• PROBLEM TO SOLVE: I need the records below retyped exactly.

(Collected data)
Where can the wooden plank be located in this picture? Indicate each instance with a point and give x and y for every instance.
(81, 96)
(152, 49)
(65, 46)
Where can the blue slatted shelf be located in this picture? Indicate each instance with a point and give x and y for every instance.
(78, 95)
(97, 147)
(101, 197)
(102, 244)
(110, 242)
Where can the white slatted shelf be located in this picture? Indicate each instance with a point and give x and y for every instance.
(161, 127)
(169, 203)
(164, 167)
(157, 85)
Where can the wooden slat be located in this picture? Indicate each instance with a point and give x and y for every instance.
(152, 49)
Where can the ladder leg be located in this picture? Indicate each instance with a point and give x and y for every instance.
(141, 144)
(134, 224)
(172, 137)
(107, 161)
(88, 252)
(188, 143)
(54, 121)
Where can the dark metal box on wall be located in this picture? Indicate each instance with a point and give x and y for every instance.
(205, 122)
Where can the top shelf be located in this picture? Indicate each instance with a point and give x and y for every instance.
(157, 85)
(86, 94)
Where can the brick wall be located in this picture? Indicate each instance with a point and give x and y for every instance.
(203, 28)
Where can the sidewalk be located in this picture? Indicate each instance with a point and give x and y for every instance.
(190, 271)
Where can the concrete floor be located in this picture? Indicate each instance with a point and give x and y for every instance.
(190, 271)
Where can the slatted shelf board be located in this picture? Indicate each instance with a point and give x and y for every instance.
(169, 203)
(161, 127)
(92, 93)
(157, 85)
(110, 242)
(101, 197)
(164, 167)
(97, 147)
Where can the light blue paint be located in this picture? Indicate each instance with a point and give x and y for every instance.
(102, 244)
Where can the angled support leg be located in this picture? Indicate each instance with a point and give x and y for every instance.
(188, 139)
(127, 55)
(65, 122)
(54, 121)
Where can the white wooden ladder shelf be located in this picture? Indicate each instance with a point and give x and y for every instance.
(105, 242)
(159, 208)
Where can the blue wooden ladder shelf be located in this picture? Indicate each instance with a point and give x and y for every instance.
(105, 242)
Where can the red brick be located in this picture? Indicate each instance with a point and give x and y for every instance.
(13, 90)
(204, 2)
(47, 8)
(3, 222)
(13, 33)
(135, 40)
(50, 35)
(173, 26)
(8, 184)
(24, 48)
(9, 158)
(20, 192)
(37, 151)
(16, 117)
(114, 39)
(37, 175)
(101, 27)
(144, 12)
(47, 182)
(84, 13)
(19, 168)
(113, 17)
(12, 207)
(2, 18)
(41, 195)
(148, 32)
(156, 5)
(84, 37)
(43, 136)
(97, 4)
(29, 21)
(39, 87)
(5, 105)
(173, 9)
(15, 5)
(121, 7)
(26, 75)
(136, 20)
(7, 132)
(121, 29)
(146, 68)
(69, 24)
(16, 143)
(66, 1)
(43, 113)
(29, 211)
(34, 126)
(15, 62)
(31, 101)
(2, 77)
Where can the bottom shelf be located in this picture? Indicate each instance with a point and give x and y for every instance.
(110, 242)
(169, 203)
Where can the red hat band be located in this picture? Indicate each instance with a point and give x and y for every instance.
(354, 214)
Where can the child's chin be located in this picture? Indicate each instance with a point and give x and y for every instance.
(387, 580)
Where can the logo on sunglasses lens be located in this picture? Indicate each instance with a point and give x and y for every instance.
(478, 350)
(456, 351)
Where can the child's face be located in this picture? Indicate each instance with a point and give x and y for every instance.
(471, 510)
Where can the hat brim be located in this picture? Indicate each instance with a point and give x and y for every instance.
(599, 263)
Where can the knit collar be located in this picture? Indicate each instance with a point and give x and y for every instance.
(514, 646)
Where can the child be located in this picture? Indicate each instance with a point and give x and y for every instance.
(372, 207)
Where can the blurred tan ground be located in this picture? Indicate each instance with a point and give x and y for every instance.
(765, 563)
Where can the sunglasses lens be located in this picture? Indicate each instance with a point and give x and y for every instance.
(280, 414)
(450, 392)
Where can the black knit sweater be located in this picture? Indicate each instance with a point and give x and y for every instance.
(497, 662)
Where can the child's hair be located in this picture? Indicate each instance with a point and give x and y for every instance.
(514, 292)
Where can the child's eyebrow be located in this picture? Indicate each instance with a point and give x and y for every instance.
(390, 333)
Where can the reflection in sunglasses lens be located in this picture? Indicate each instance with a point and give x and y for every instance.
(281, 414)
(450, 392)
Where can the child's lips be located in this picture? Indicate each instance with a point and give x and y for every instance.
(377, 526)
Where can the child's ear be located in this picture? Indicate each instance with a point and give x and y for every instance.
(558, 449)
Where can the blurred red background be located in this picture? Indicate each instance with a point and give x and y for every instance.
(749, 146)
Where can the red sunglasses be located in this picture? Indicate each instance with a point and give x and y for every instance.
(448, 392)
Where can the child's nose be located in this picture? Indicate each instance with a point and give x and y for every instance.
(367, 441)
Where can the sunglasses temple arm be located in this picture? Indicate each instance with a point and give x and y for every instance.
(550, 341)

• RESPONSE TO THIS TASK:
Where can the wooden plank be located in this picture? Indicate each instance with a point and give x and y for every instance.
(81, 96)
(152, 49)
(65, 46)
Where can the blue slatted shelf be located in this picture? Indicate each instance with a point and give x and y for every instance.
(78, 95)
(97, 147)
(101, 197)
(102, 244)
(110, 242)
Where can the white slatted shelf be located in this picture? Indicate each instance with a point and give x and y for every instance.
(161, 127)
(169, 203)
(164, 167)
(157, 85)
Where can the wooden slat be located in this picture? Indicate each instance with a point and give x and y for every instance.
(152, 49)
Where can the ladder leg be located in this picture? Indicate each instance with a point and give x and y for every instance.
(141, 144)
(134, 224)
(172, 137)
(107, 161)
(88, 252)
(188, 143)
(54, 121)
Where can the dark metal box on wall be located in this picture? Indicate each instance with a point and give x and y for every instance.
(205, 122)
Where can the top shelf be located in this picture? Indicate each instance with a point and give x and y for every instance.
(157, 85)
(86, 94)
Where can the brick wall be located in this picture? Indicate each instance with a point and give x and y for every instance.
(203, 28)
Where can the sidewalk be located in this picture? Indicate each instance with a point and give x and y for every instance.
(190, 271)
Where can the concrete floor be located in this picture? Indicate each instance with a point and give x and y for every instance.
(190, 271)
Where can the slatted shelf board be located in this picture? Indicate each instance with a point and give x and y for every instance.
(169, 203)
(161, 127)
(92, 93)
(157, 85)
(110, 242)
(101, 197)
(164, 167)
(97, 147)
Where can the light blue paint be located in this picture? Indicate each instance with a point and give x and y for every instance.
(102, 244)
Where can the angled support leg be located in this picture? Indicate each instance with a point and give x and y for every instance.
(188, 139)
(127, 55)
(65, 122)
(54, 121)
Where can the white wooden ladder shelf be located in this picture? Indicate each instance with a point and give x and y for every instance.
(105, 242)
(159, 208)
Where can the blue wooden ladder shelf be located in this picture? Indicate each instance with a point and give x and y for every instance.
(105, 242)
Where can the red brick be located in this picture? Indicate each instance with a point and give x and y for every instance.
(13, 90)
(204, 2)
(47, 8)
(3, 222)
(13, 33)
(135, 40)
(50, 35)
(173, 26)
(8, 184)
(24, 48)
(9, 158)
(20, 192)
(37, 151)
(16, 117)
(114, 39)
(37, 175)
(101, 27)
(144, 12)
(47, 182)
(84, 13)
(19, 168)
(113, 17)
(12, 207)
(2, 18)
(41, 195)
(148, 32)
(156, 5)
(84, 37)
(43, 136)
(97, 4)
(29, 21)
(39, 87)
(5, 105)
(173, 9)
(15, 5)
(121, 7)
(26, 75)
(136, 20)
(7, 132)
(121, 29)
(146, 68)
(69, 24)
(16, 143)
(66, 1)
(43, 113)
(29, 211)
(34, 126)
(15, 62)
(31, 101)
(2, 77)
Where can the bottom shelf be located in this picture? Indicate each instance with a point and give x and y for every instance.
(110, 242)
(169, 203)
Where can the red hat band be located in this picture? Indicate each instance with a point and give x and y for every instance.
(354, 214)
Where can the child's chin be located in this picture? Indicate each instance with a point and give x and y for every instance.
(387, 580)
Where can the logo on sunglasses lens be located in this picture? Indicate each instance with a point and give x and y for every instance.
(478, 350)
(456, 351)
Where can the child's face be located in this picture? Indicate each instance with a point and give x and y for every instance.
(471, 510)
Where can the hat brim be located in this picture? Indicate each instance with a point and give x and y for every instance.
(599, 263)
Where can the knit collar be located in this picture? Indicate each instance with a point and give x and y for every instance.
(514, 646)
Where can the child be located in this picture? Indicate each instance with a point and give x and y for every instance.
(372, 207)
Where can the blurred tan ground be located in this picture? Indicate each instance with a point and give x and y for every instance.
(765, 563)
Where can the sunglasses lens be located in this picture? Indicate each instance with a point and give x and y for every instance.
(280, 414)
(450, 392)
Where can the black knit sweater be located in this picture? Indicate each instance with a point and give x and y for every instance.
(497, 662)
Where can the child's hair be located in this picture? Indicate each instance with a point and give x and y for every instance.
(514, 292)
Where can the child's eyebrow be located in this picture? Indicate each instance with a point and give x and y for every instance.
(390, 333)
Where can the reflection in sunglasses lens be located in this picture? Indicate each instance with a point and give x and y for every instance.
(281, 414)
(450, 392)
Where can the child's lips be located in this picture? Indicate each instance with a point and give x and y for every instance.
(377, 526)
Where can the child's ear be located in this picture? Indicate each instance with a point and give x and y for every instance.
(558, 449)
Where can the blurred red background be located in this picture? Indicate each instance with a point and give x and y for every instance.
(749, 146)
Where can the red sunglasses be located in this picture? Indicate each instance with a point and give x and y for every instance.
(448, 392)
Where can the child's nose be located in this picture? Indicate each instance with a point and give x and y for every instance.
(367, 441)
Where can the sunglasses temple arm be located in this picture? Indicate each instance with a point and give x and y for every instance.
(550, 341)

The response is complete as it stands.